* Begin DATA *
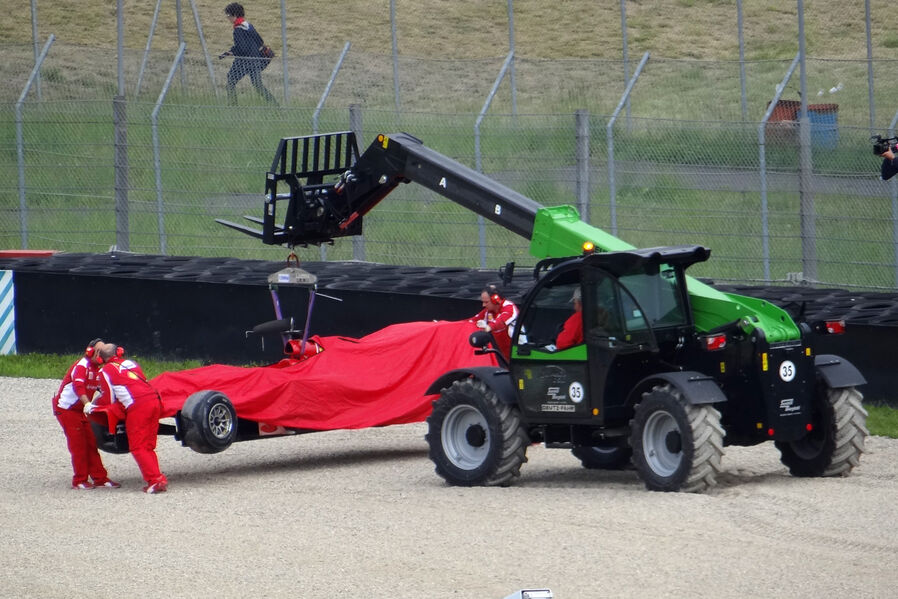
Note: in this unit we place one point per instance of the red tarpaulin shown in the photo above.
(376, 380)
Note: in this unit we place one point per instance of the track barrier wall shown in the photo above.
(201, 308)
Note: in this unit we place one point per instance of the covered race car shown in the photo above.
(342, 383)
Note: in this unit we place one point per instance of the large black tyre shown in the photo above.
(677, 446)
(474, 438)
(836, 443)
(209, 422)
(605, 457)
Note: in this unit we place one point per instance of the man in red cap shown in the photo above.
(498, 317)
(76, 391)
(122, 382)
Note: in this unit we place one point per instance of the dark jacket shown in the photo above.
(247, 41)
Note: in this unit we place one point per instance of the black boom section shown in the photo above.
(461, 184)
(317, 212)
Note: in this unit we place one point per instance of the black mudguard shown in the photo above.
(837, 372)
(697, 388)
(497, 379)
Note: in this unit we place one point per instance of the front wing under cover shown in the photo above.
(376, 380)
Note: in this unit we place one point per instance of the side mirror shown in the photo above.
(480, 339)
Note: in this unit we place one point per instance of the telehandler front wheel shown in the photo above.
(474, 438)
(677, 446)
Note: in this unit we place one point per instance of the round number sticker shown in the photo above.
(787, 371)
* End DATA *
● **TASK BRIEF**:
Convert the stretch from the line containing "sticker shown in the photo above." through the end of the records into a Markdown table with the columns Row and Line, one numbered row per line and blank lines omitted.

● **SOLUTION TO THE EXERCISE**:
| Row | Line |
|---|---|
| 1 | Note: in this unit we place one point per instance of the round number sticker shown in the photo above. |
| 2 | (787, 371) |